··· EXTRAIT DU DOCUMENT ···

Quèsaco une smart grid ?

Fer de lance de la modernisation du réseau électrique, la smart grid — ou grille intelligente — est forte de promesses. Pour les énergéticiens et les consommateurs, elle permettra de faire des économies. Pour l’environnement, elle est un bon moyen de développer les énergies renouvelables. Hossam Afifi, chercheur en réseaux à Télécom SudParis, nous explique ce qui se joue derrière la smart grid.

 

Quel est le but d’une smart grid ?

Hossam Afifi : L’idée d’une smart grid est de rendre le réseau électrique plus intelligent pour faire des économies. L’objectif final c’est de ne pas gaspiller, de faire en sorte que chaque watt produit soit utilisé. Il faut comprendre qu’aujourd’hui le réseau est souvent contrôlé par des équipements électro-mécaniques et datent encore des années 1960. Pour simplifier,  il est contrôlé par des ingénieurs qui manipulent des interrupteurs pour allumer ou éteindre à distance des moyens de production et alimenter des quartiers en énergie. Avec la smart grid, tout cela sera informatisé. Cela se fait en deux étapes. D’abord en introduisant une capacité de mesure grâce à des capteurs connectés et à l’internet des objets. Et ensuite ajouter une partie contrôle via le machine learning pour piloter intelligemment les réseaux à partir des données acquises par les capteurs sans aucune intervention de l’homme .

 

Des exemples concrets de ce que la smart grid peut apporter ?

HA : La baisse de la facture énergétique pour les villes — les mairies et donc les taxes locales ­— et les grandes infrastructures est déjà un exemple concret. De façon plus visible, des projets architecturaux voient le jour pour faire des bâtiments qui abritent à la fois des bureaux et des logements, afin de lisser la consommation électrique sur la journée et limiter les pics  de surconsommation aux heures de pointe. La smart grid interroge la façon de concevoir les villes. Les zones d’activités commerciales par exemple ne sont pas du tout avantageuses pour les énergéticiens. Elles demandent beaucoup d’énergie dans des courtes périodes, entre 17 h et 19 h notamment. Cela demande d’allumer des générateurs pour assurer la même qualité de service durant ces pics. Allumer et éteindre représente un coût. Le mieux est de lisser les usages, pour faciliter ensuite l’optimisation de l’offre. C’est là que la smart grid rejoint la problématique de la ville intelligente.

 

La smart grid se veut aussi une réponse aux problématiques environnementales. Où est le lien entre les deux ?

HA : Une chose très importante qu’il faut comprendre c’est que l’énergie se stocke difficilement. C’est une des limites au déploiement des énergies renouvelables car le solaire, l’éolien ou l’énergie marine produisent parfois à des moments où nous n’avons pas besoin d’électricité. Toutefois, avec un réseau capable de gérer intelligemment la production et la distribution, les énergies renouvelables peuvent être favorisées. Par exemple, les batteries des voitures électriques peuvent être utilisées pour stocker l’énergie produite par des sources renouvelables. Lors des pics de consommation, les usagers peuvent choisir de s’effacer du réseau classique et d’utiliser l’énergie stockée par leur voiture qui est au garage, contre rétribution financière de leur fournisseur. Ceci n’est possible qu’avec un réseau intelligent capable d’adapter l’offre en temps réel à partir de gros volumes données de consommation et de production.

··· DONNÉES FOURNIES ···

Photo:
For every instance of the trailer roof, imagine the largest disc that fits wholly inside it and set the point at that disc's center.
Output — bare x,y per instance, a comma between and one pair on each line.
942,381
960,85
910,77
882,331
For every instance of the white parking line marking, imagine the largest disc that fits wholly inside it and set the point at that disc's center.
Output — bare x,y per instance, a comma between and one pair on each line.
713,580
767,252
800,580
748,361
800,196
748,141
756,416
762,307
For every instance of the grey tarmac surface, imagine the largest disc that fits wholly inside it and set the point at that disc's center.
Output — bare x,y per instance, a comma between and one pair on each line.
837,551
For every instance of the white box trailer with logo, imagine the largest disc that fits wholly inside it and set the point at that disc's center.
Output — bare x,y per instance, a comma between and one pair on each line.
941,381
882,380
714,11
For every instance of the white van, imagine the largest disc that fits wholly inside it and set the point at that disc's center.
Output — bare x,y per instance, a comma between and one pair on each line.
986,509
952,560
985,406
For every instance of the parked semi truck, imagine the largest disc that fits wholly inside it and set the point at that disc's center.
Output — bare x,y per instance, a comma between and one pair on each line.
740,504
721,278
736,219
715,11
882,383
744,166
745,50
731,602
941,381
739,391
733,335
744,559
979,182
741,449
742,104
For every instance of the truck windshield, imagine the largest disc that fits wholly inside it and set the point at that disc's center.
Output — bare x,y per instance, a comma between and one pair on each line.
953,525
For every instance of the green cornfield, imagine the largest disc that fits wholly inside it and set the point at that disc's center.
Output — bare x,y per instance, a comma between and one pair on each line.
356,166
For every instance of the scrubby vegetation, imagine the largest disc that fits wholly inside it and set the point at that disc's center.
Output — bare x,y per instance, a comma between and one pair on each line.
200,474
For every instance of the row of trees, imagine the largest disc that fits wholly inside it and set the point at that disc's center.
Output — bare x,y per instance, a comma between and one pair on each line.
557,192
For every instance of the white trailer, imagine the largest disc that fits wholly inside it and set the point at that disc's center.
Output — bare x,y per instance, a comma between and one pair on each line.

···

CONSIGNES:
(a) Selon l'entretien sur la smart grid, de quand datent encore les équipements électro-mécaniques qui contrôlent souvent le réseau ?
(b) Prolongez l'entretien sur la smart grid à partir de sa dernière phrase.
Les lignes fournies ne sont pas utiles ici.

RÉPONSES PAR CONSIGNE:
(a) Des années 1960.

(b)
 

Quelle importance tiennent les données dans le déploiement des smart grids ?

HA : C’est l’un des aspects les plus importants bien sûr. Toute l’intelligence du réseau repose dessus puisque ce sont elles qui alimentent les algorithmes de machine learning. À elles seules elles demandent de mener des projets de recherche. Nous en avons soumis un par exemple avec la communauté des communes de Saclay. Nous proposons de mettre en place des banques de données publiques pour rassembler les données de production et de consommation dans cette zone-là. L’open data est une dimension importante du développement des smart grids.

 

Qu’est ce qui limite encore le déploiement des smart grids ?

HA : L’une des grosses barrières à lever est celle de la normalisation. L’idée de la smart grid vient des États-Unis, mais avec un objectif complètement différent. Là-bas, le souci principal est d’interconnecter les réseaux des états qui étaient jusqu’à présent indépendants pour éviter le black-out. En Europe, nous nous sommes inspirés de cela avec l’idée de déploiement des énergies renouvelables et d’économies énergétiques. Cependant, il nous faut aussi nous interconnecter avec les autres états européens. Et contrairement aux États-Unis, nous n’avons pas les mêmes normes sur les réseaux avec nos voisins allemands ou italiens. Il y a un gros travail à mener au niveau européen pour définir des formats de données et des protocoles communs à tous. Nous contribuons à ce travail au travers du projet SEAS mené par EDF.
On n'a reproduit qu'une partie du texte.